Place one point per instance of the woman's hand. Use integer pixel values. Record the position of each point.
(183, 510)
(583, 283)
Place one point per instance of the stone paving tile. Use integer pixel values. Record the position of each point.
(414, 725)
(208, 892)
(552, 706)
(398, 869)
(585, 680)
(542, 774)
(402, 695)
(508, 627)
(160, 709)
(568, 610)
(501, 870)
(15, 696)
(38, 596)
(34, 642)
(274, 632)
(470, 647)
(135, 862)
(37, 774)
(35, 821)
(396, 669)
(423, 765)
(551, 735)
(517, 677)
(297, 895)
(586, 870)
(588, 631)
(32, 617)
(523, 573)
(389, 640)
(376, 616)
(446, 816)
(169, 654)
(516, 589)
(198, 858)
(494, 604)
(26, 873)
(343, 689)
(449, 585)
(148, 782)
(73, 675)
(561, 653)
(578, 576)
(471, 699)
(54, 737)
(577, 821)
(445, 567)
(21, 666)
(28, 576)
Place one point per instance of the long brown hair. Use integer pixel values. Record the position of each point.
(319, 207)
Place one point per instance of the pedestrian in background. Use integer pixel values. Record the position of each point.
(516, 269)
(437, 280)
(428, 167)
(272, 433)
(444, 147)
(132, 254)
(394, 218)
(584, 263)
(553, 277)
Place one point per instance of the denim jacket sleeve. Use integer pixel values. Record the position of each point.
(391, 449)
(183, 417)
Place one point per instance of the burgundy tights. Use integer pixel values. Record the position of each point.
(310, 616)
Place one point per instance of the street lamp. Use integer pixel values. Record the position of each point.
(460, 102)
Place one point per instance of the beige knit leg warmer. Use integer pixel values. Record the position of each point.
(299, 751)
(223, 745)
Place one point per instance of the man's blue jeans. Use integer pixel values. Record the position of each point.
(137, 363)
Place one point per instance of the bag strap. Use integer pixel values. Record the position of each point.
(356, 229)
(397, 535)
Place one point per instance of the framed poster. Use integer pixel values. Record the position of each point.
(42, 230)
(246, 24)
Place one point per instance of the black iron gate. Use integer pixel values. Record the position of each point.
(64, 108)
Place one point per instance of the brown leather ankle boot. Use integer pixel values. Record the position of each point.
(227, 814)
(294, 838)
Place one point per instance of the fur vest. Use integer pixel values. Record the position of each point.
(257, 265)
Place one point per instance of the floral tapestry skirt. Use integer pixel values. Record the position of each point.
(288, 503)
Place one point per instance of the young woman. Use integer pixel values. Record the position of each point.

******

= Work task =
Only the lines from the one holding "Place one point per instance of the floral" to the end of the material are wanted, each transcribed exactly.

= Task output =
Place one point per instance of the floral tapestry skirt. Use integer pixel values. Record the position of each point.
(288, 503)
Place one point per instance of the young woman. Use integer pixel values. Record the position of each point.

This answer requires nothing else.